• EXERCISE INSTRUCTIONS
Print the material verbatim, starting with the line that contains "outline roadside grass, every instance" and continuing through the line that contains "[[[161,119],[169,119],[169,106],[167,104],[161,104]]]", with both of those lines included.

• SOURCE DATA
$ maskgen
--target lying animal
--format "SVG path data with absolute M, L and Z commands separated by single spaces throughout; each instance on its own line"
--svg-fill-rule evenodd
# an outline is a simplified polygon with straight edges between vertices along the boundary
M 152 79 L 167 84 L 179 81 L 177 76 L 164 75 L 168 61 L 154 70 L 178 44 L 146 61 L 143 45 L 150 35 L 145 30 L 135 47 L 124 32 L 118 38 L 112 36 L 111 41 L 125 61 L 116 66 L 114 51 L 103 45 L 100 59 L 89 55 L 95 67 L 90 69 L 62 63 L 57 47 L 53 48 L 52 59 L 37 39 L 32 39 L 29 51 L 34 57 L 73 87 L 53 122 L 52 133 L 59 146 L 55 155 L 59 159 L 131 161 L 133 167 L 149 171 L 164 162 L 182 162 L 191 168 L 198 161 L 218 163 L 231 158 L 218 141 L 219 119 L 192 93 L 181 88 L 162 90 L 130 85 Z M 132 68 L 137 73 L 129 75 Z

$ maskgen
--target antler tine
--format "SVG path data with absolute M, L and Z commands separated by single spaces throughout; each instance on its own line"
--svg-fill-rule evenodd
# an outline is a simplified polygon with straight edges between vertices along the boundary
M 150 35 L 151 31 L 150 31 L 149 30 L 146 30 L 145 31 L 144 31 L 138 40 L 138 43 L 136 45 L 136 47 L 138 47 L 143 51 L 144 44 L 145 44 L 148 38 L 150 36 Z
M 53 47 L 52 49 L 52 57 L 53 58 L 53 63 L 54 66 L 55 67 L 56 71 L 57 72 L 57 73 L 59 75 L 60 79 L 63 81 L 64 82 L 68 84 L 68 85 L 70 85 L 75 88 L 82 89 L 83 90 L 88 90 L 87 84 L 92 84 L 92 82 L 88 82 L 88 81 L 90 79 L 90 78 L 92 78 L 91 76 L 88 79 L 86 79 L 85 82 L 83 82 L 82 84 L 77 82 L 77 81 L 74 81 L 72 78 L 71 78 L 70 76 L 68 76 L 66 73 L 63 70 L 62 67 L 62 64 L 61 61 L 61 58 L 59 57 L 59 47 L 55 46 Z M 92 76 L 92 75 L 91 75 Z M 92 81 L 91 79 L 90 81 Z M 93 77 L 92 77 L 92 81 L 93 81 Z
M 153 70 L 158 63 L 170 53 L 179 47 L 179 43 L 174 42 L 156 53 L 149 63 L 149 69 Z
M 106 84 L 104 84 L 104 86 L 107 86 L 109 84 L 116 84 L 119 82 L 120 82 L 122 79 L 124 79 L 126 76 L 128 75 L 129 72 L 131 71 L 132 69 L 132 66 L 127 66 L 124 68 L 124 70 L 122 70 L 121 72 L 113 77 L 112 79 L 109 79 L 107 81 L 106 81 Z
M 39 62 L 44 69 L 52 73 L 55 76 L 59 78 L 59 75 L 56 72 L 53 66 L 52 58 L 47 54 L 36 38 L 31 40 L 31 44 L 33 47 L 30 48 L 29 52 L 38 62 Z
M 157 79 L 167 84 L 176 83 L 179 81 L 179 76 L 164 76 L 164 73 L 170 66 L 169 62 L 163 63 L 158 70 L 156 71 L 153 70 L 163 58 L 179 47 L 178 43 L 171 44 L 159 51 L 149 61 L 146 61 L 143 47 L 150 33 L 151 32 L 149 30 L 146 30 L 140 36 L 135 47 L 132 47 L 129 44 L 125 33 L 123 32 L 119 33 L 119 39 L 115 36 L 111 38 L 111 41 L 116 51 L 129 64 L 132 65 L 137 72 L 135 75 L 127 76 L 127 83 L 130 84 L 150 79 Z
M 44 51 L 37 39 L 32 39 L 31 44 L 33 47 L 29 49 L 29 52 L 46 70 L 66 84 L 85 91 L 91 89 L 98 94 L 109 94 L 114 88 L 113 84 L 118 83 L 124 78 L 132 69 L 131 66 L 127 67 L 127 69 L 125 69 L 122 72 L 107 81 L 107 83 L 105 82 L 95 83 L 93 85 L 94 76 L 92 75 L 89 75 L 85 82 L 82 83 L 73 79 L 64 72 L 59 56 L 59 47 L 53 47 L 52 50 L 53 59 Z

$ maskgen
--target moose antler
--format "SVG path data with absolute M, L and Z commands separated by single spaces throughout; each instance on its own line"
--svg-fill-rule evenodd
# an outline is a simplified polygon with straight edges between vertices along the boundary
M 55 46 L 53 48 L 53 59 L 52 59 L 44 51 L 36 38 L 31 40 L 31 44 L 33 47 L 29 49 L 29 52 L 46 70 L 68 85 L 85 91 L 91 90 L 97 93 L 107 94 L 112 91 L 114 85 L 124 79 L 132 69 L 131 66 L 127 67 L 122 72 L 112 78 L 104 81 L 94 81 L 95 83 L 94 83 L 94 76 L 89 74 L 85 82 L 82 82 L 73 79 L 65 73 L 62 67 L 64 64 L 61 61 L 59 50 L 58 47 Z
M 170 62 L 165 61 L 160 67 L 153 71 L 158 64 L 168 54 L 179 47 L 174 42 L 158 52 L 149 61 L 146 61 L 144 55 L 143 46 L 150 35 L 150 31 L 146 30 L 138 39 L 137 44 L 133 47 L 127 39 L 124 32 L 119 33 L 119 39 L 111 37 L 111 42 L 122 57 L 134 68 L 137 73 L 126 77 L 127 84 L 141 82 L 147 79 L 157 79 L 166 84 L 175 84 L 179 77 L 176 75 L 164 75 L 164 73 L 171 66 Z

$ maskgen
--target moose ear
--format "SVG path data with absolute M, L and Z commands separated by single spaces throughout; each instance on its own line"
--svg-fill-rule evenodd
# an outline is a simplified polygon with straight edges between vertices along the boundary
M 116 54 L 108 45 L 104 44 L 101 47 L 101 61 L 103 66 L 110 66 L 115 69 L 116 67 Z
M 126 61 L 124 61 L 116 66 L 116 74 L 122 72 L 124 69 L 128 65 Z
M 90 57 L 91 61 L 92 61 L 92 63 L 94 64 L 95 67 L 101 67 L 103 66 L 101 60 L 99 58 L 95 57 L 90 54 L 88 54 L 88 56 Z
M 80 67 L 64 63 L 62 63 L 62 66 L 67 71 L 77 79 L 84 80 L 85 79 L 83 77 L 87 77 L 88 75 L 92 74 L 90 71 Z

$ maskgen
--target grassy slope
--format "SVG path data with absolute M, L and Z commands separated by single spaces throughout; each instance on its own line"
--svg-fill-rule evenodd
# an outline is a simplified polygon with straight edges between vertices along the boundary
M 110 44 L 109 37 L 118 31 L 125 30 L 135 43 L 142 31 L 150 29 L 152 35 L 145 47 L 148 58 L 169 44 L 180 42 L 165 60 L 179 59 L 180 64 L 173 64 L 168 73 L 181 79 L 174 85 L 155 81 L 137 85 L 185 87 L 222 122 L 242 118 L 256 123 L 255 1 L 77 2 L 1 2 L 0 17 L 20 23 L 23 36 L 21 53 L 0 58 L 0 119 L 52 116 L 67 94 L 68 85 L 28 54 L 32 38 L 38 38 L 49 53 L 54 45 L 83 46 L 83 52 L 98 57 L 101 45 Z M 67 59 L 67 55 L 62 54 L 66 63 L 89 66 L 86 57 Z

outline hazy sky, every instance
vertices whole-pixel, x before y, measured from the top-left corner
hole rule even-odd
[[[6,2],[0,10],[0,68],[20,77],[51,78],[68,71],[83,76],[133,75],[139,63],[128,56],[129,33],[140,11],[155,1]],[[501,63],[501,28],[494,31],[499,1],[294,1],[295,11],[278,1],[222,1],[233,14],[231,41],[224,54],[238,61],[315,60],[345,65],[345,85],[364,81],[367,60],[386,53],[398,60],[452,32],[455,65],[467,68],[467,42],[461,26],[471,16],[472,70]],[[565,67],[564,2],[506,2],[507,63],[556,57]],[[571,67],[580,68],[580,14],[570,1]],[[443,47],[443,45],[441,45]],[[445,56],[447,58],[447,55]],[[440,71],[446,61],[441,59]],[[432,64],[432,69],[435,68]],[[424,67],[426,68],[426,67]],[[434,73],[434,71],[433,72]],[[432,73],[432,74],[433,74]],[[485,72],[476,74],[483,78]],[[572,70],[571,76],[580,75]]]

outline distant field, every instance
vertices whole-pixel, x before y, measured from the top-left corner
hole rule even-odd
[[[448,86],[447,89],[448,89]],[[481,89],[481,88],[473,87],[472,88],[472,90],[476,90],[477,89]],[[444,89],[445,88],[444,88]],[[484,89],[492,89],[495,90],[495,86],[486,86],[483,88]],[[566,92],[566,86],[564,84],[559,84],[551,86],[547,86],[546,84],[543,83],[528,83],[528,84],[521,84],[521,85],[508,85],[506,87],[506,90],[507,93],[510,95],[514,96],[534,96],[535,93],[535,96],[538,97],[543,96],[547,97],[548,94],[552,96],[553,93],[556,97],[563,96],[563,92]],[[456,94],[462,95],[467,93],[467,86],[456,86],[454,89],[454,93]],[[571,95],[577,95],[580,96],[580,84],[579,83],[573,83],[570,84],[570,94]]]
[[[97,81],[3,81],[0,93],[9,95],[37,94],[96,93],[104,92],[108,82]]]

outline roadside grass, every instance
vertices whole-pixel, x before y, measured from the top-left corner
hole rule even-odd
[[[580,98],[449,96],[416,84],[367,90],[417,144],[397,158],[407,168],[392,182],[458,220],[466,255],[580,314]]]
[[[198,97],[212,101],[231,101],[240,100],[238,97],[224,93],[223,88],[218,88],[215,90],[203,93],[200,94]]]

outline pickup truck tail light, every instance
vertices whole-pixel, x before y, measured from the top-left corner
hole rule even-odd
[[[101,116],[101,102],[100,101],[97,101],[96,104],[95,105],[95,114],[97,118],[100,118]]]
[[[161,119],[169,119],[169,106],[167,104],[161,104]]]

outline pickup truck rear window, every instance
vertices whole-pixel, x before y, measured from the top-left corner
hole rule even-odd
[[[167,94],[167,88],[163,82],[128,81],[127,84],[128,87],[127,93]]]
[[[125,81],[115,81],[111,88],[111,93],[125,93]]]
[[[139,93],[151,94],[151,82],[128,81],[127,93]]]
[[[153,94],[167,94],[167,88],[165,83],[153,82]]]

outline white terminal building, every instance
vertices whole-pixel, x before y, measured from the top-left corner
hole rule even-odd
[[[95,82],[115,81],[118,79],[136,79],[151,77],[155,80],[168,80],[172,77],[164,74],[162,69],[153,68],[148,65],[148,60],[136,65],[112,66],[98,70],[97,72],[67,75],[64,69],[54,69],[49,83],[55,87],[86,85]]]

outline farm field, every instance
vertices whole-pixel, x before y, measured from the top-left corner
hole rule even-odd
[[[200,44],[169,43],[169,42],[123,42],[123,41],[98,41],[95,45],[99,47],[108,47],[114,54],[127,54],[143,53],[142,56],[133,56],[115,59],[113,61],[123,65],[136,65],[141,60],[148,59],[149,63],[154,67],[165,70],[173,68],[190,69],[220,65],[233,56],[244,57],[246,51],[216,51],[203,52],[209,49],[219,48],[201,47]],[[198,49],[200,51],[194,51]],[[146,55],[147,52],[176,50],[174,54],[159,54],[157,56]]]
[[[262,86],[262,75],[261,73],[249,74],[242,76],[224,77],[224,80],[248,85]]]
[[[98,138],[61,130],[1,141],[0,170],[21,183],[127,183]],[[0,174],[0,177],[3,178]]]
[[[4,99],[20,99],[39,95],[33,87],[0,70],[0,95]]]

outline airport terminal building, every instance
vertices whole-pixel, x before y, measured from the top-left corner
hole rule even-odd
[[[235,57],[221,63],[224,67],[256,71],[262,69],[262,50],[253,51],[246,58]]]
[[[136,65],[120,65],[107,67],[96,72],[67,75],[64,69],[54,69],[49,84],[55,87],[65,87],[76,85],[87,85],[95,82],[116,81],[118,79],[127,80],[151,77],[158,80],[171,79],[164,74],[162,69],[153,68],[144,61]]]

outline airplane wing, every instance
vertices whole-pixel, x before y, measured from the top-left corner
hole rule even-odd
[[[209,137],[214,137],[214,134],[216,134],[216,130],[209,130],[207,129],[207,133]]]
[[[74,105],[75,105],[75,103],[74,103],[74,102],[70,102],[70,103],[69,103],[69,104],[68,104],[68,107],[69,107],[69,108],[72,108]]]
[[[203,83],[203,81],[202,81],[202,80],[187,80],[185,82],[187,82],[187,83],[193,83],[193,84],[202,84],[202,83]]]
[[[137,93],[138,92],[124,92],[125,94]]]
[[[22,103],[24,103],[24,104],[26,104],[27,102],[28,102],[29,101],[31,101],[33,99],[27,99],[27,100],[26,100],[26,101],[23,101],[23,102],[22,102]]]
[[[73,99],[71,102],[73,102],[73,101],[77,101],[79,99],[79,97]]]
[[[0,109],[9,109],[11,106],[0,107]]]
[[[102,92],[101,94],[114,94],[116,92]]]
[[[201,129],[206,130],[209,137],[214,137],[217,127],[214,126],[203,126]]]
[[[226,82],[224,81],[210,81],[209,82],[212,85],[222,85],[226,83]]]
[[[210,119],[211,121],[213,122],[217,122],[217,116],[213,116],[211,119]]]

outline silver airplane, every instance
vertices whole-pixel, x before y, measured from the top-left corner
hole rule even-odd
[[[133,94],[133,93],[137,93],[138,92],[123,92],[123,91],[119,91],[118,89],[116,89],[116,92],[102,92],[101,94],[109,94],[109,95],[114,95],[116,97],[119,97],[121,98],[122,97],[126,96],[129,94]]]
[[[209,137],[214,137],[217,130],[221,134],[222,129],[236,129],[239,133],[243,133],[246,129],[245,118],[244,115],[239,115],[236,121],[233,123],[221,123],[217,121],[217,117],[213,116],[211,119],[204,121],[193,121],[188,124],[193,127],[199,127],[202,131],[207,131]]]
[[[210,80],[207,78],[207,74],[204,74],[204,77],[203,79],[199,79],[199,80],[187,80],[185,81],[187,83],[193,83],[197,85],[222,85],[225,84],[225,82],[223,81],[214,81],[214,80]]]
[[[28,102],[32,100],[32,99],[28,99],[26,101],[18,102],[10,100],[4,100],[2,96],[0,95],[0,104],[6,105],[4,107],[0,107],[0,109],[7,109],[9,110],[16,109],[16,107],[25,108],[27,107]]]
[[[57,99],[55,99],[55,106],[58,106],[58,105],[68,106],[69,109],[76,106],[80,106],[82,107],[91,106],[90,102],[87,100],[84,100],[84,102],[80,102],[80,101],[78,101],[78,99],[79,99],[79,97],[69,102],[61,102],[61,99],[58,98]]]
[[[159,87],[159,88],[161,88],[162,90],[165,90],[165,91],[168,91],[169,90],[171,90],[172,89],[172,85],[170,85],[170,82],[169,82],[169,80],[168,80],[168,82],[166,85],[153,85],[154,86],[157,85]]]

• WORKED SOLUTION
outline roadside grass, every instance
vertices whole-pixel, x before y, measured from the top-left corner
hole rule even-odd
[[[580,98],[449,96],[416,84],[367,90],[417,144],[397,158],[407,168],[392,182],[458,220],[466,255],[580,314]]]
[[[198,97],[212,101],[231,101],[240,100],[238,97],[224,93],[223,88],[218,88],[215,90],[203,93],[200,94]]]

outline pickup truck tail light, every instance
vertices whole-pixel, x before y, measured from the top-left corner
hole rule even-odd
[[[101,116],[101,102],[100,101],[97,101],[96,104],[95,105],[95,114],[97,118],[100,118]]]
[[[161,119],[169,119],[169,106],[167,104],[161,104]]]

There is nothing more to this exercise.